Instruction: Copy out, unchanged, the lines from the beginning of the entries below through the line that contains "x=409, y=335", including both ends.

Dataset excerpts:
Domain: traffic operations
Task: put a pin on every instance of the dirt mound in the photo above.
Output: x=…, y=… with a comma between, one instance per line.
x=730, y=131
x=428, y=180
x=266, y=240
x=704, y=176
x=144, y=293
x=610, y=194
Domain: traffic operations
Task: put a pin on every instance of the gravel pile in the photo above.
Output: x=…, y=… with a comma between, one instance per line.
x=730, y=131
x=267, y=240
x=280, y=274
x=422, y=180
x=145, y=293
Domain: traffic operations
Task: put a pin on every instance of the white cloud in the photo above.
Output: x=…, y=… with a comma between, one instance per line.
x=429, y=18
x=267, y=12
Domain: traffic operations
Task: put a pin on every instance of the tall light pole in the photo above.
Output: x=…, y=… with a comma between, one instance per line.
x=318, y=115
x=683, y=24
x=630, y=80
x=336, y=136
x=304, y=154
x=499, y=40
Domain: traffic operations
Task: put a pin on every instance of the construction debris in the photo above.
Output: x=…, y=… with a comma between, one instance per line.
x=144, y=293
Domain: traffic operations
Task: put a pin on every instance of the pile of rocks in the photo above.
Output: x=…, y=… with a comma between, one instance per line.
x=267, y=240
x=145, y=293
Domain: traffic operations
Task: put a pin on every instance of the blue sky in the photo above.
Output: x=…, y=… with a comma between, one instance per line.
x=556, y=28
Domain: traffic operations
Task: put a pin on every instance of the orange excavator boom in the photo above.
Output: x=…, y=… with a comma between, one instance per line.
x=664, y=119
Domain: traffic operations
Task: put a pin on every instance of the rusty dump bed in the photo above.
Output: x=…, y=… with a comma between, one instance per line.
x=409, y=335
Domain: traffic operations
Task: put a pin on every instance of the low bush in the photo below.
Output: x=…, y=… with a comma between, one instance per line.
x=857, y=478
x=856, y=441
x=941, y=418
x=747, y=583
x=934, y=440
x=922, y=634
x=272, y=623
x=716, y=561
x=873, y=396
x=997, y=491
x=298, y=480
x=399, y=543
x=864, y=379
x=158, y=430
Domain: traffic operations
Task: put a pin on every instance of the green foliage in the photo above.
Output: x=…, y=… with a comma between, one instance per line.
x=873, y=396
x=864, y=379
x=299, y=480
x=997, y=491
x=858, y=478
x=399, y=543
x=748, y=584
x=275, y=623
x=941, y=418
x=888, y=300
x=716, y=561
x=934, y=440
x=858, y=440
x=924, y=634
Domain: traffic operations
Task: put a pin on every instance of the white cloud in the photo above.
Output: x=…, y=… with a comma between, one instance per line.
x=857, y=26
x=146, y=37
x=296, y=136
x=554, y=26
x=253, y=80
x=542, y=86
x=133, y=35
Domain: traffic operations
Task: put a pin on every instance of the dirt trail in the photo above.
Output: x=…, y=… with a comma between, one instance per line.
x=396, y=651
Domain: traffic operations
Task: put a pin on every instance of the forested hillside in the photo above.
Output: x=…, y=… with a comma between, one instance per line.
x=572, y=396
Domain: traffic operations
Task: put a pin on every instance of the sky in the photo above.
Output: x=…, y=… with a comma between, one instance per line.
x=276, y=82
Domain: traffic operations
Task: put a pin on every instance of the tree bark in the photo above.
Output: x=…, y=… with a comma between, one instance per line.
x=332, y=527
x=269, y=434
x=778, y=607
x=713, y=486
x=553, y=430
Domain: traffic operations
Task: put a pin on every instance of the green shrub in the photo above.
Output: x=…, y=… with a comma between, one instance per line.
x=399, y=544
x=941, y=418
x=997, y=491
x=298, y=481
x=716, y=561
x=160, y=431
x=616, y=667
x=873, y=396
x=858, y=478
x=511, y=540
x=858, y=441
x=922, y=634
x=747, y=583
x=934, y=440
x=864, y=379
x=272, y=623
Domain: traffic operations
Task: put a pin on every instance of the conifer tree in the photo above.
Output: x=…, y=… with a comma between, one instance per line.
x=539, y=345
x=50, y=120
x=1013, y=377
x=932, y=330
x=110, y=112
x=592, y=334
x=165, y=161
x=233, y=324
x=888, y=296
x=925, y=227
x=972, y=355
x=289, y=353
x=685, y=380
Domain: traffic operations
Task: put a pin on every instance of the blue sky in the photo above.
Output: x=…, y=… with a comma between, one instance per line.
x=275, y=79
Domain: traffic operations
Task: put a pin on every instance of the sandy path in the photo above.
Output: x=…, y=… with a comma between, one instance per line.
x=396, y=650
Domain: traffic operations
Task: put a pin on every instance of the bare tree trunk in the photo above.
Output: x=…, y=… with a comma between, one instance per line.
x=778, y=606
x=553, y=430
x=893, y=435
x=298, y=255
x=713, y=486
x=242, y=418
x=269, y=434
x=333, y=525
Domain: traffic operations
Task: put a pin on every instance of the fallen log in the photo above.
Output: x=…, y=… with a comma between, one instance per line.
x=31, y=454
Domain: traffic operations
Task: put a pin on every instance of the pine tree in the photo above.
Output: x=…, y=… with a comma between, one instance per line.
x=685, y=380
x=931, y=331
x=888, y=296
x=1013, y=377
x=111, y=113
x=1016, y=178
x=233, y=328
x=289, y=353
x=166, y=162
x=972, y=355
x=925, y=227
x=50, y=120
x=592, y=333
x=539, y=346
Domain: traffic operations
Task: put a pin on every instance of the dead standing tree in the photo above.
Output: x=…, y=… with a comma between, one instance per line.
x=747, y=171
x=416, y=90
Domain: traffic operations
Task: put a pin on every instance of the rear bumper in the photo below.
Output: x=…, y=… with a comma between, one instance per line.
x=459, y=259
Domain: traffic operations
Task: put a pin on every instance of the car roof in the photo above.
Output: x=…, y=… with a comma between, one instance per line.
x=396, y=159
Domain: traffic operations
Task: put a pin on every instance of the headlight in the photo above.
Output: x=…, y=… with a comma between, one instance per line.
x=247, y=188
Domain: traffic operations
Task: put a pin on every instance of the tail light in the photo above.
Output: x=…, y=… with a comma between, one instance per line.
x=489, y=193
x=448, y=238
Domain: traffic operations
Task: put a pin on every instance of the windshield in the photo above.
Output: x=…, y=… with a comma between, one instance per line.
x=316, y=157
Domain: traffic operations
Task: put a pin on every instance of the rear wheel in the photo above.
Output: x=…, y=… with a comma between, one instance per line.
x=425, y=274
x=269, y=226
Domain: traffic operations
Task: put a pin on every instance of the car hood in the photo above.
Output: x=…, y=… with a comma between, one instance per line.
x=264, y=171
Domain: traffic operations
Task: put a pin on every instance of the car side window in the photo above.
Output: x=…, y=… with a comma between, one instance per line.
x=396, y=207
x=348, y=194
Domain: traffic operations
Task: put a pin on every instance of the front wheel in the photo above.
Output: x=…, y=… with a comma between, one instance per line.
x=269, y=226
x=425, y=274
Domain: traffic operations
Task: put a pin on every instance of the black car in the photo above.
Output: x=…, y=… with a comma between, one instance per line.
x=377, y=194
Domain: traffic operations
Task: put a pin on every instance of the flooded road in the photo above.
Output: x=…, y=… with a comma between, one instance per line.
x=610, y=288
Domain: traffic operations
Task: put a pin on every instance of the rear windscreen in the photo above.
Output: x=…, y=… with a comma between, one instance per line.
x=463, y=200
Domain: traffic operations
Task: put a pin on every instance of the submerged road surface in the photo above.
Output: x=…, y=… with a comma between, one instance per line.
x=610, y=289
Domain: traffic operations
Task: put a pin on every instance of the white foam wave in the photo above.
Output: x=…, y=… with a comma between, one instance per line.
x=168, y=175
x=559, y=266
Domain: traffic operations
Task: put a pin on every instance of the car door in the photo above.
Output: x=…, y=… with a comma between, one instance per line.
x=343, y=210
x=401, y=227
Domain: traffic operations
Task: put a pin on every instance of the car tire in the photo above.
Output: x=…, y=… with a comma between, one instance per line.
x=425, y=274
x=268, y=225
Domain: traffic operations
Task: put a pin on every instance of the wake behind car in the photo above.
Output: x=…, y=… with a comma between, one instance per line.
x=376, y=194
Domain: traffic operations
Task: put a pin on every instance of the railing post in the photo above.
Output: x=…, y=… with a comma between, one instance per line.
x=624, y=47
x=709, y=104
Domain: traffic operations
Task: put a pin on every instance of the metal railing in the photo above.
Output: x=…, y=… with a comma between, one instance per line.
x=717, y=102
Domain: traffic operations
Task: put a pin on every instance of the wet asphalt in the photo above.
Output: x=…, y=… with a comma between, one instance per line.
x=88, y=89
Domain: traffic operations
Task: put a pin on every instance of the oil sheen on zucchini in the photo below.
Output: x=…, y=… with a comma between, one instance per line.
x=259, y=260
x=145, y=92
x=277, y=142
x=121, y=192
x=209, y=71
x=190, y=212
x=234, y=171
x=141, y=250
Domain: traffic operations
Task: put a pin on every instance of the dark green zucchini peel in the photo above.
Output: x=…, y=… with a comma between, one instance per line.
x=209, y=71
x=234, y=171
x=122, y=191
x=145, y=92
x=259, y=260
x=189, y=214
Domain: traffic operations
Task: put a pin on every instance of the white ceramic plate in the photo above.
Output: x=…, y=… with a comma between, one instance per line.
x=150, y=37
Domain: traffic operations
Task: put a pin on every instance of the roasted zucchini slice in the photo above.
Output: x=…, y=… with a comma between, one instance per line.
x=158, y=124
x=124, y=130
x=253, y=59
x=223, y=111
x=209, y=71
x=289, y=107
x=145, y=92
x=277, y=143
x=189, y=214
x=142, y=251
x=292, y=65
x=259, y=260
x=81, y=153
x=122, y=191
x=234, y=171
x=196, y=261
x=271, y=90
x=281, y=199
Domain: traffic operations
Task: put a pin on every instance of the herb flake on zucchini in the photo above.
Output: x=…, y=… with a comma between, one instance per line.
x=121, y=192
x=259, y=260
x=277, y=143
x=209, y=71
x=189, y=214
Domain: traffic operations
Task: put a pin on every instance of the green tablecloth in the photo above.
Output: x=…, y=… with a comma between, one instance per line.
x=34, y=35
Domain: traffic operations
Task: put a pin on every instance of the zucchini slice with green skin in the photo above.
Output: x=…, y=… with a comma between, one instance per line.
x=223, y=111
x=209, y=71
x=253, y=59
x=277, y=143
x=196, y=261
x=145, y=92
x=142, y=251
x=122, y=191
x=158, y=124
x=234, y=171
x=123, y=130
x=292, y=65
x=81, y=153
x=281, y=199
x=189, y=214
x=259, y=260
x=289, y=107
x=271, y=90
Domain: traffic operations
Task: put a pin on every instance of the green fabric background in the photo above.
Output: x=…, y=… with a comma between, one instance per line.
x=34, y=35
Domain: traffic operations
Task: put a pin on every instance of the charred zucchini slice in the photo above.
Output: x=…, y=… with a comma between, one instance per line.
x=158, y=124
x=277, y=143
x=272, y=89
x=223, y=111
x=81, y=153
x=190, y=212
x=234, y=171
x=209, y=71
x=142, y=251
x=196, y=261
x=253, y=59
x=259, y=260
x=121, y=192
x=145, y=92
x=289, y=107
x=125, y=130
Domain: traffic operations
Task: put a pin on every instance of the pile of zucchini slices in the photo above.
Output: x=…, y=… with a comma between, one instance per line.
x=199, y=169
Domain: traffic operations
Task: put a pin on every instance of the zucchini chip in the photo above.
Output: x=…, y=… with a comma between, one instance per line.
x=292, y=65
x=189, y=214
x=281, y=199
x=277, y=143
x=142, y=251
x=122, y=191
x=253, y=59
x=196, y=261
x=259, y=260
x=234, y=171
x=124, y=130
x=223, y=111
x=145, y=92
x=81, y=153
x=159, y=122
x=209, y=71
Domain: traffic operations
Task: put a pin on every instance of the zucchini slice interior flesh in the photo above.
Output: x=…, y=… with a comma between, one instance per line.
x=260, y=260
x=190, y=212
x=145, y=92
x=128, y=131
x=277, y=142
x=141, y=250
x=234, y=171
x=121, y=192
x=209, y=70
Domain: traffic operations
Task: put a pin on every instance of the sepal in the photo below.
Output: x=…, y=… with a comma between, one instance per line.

Solution to this exercise:
Domain: traffic operations
Task: put a pin on every instance of the dirt mound in the photo above.
Output: x=…, y=… with a comma between, one instance per line.
x=730, y=131
x=428, y=180
x=266, y=240
x=704, y=176
x=144, y=293
x=610, y=194
Domain: traffic operations
Task: put a pin on every instance of the gravel pile in the photo above.
Output: x=…, y=… with a comma between, one instance per line.
x=730, y=131
x=267, y=240
x=280, y=274
x=422, y=180
x=145, y=293
Domain: traffic operations
Task: put a pin on every instance of the white cloud in the photo above.
Output: x=…, y=… with a comma between, one instance per line.
x=429, y=18
x=267, y=12
Domain: traffic operations
Task: put a pin on every instance of the tall light pole in the photo above.
Output: x=…, y=… with a comma between, one instance per line.
x=318, y=115
x=683, y=24
x=630, y=80
x=336, y=136
x=304, y=154
x=499, y=40
Domain: traffic operations
Task: put a pin on every instance of the construction debris in the photo above.
Output: x=…, y=… with a comma between, one instance per line.
x=144, y=293
Domain: traffic operations
Task: put a pin on every instance of the pile of rocks in the photo above.
Output: x=…, y=… with a comma between, one instance per line.
x=267, y=240
x=145, y=293
Domain: traffic operations
Task: put a pin on every instance of the blue sky in the photo above.
Output: x=…, y=… with a comma between, one instance per line.
x=556, y=28
Domain: traffic operations
Task: put a pin on every instance of the orange excavator boom in the photo above.
Output: x=…, y=… with a comma between, one instance per line.
x=664, y=119
Domain: traffic operations
Task: put a pin on every instance of the rusty dump bed in the photo above.
Output: x=…, y=… with a comma between, one instance per line.
x=409, y=335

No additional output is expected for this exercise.